Reproduce everything from the line containing "Where can the stainless" down to the end of the entries below, keeping the requests unchanged and adding -73 to every coordinate in the answers.

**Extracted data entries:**

>>>>>

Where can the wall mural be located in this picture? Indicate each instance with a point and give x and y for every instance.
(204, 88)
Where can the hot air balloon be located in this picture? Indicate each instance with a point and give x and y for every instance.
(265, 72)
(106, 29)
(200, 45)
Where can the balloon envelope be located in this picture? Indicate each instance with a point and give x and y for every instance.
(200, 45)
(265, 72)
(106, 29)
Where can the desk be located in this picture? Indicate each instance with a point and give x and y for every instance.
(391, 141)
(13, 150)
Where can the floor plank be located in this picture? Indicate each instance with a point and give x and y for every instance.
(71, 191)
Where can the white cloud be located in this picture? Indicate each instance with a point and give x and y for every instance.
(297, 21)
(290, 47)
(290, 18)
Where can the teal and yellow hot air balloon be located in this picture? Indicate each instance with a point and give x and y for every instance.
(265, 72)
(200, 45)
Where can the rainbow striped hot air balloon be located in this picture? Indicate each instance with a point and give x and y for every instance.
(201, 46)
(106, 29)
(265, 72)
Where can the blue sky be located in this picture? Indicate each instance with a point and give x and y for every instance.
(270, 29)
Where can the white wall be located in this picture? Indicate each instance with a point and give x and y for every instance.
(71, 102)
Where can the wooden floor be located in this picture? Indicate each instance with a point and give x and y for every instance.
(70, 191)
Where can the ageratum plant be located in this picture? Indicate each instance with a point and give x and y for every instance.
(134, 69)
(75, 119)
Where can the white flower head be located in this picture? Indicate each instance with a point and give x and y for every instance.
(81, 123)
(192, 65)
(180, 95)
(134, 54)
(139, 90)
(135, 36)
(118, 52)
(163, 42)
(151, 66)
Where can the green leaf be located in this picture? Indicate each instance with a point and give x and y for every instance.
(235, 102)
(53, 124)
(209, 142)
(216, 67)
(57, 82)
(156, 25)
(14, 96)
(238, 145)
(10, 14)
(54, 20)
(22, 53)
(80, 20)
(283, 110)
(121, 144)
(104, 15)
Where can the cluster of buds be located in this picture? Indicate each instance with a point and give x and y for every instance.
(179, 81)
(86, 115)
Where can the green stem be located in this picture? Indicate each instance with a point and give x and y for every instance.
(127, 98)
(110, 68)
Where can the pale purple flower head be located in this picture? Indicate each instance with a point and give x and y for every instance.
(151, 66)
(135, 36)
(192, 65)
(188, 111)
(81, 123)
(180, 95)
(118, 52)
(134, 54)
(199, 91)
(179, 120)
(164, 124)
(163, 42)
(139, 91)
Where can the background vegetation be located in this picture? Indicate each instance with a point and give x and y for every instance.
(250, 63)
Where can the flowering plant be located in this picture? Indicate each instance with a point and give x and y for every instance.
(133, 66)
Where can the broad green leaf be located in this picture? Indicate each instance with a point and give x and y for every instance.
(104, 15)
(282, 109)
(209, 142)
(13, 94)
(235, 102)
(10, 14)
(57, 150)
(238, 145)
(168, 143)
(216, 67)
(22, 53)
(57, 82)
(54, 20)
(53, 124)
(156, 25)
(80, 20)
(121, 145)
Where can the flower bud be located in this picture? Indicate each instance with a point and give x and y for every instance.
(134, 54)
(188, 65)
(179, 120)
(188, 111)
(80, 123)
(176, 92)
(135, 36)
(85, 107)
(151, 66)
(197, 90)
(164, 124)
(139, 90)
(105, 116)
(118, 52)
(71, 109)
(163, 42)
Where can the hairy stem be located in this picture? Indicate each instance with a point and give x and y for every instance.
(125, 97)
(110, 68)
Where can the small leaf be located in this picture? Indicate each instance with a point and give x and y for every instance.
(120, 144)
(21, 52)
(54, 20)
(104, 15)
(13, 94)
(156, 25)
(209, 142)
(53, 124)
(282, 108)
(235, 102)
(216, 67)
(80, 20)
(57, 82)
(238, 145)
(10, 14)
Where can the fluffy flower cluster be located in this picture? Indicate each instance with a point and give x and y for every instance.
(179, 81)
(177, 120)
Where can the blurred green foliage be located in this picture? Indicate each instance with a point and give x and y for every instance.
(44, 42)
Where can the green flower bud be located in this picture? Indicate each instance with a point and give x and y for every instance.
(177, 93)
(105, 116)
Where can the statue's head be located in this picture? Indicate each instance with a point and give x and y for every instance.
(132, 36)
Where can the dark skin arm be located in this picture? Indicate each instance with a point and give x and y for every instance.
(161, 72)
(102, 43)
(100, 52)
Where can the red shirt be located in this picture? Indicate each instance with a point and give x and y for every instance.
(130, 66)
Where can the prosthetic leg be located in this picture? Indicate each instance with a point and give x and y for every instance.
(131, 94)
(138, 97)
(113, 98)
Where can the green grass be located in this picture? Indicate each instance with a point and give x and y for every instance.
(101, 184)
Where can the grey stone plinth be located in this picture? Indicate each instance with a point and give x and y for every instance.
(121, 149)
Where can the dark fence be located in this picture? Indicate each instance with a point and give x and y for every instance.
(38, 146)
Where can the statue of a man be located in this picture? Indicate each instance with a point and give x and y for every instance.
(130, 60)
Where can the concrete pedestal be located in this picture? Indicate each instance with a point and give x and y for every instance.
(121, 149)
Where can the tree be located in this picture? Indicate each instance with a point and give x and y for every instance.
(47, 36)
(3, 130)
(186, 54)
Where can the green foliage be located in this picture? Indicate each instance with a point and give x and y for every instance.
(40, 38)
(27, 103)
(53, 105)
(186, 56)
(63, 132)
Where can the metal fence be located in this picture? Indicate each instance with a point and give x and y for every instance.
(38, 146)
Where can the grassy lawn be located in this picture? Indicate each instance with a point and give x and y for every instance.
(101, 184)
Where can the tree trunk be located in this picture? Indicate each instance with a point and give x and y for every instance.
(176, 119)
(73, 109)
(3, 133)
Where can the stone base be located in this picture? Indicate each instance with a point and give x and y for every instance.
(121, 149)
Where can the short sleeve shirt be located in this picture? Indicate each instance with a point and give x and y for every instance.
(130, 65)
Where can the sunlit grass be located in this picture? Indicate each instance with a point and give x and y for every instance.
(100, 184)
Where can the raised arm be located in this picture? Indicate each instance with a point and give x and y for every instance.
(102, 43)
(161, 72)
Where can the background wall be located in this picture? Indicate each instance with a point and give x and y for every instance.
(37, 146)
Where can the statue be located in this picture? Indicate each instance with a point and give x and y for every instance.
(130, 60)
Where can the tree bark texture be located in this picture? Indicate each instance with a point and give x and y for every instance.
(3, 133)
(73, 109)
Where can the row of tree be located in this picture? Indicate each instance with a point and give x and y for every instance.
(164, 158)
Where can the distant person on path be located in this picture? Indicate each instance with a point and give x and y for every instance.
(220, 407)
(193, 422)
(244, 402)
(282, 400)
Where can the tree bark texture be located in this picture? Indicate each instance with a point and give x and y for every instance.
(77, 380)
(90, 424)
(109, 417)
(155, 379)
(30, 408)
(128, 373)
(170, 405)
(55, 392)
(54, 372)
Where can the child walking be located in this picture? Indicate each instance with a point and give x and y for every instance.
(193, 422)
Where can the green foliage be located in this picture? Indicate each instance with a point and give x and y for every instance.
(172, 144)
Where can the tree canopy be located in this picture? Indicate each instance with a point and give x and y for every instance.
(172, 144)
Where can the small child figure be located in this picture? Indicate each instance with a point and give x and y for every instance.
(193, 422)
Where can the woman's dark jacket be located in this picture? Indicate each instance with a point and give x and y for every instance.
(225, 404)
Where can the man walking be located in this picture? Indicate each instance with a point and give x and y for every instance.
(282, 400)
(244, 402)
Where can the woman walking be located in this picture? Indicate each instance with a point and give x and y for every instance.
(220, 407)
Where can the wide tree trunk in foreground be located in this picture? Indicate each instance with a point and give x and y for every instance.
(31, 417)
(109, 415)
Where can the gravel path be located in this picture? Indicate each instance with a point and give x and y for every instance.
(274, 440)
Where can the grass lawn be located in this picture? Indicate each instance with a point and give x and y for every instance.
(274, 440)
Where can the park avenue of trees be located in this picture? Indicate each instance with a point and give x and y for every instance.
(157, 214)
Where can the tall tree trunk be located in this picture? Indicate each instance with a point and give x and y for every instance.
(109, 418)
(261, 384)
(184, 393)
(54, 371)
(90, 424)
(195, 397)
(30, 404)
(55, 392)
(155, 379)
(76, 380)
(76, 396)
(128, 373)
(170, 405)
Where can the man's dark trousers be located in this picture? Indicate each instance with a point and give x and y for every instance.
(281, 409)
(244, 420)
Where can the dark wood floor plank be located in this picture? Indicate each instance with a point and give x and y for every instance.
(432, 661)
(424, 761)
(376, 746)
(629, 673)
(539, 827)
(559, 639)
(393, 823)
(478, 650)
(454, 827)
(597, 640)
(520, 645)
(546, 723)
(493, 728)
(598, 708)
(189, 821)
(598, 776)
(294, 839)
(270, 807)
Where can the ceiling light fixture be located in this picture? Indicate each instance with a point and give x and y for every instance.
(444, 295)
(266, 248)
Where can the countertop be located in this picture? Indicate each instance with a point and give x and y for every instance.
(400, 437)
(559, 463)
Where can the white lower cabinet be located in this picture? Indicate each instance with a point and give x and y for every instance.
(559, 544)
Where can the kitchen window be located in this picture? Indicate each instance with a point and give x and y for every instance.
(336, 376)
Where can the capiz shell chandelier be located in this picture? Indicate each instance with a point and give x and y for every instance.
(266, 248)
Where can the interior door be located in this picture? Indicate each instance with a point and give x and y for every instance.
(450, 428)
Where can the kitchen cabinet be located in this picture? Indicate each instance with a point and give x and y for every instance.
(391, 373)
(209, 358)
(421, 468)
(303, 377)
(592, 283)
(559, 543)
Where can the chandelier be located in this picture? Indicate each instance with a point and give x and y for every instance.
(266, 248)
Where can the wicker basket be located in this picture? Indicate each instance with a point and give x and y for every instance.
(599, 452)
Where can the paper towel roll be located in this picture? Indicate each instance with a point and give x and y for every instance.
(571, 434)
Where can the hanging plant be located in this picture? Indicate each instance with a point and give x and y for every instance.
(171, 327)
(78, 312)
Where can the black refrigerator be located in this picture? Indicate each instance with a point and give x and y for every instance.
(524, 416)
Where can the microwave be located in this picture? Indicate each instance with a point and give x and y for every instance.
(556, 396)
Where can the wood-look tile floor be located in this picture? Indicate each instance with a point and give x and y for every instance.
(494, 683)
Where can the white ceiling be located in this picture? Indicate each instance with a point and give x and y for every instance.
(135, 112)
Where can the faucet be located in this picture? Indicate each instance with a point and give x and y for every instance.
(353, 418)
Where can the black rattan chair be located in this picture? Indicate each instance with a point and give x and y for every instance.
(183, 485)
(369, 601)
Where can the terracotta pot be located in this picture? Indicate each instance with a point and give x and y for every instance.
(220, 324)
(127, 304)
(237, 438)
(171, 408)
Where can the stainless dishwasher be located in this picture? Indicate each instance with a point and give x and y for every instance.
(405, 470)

<<<<<

**RESPONSE TO THE TASK:**
Where can the stainless dishwasher be located in this picture? Indicate each instance with a point and give x and y for every instance.
(332, 397)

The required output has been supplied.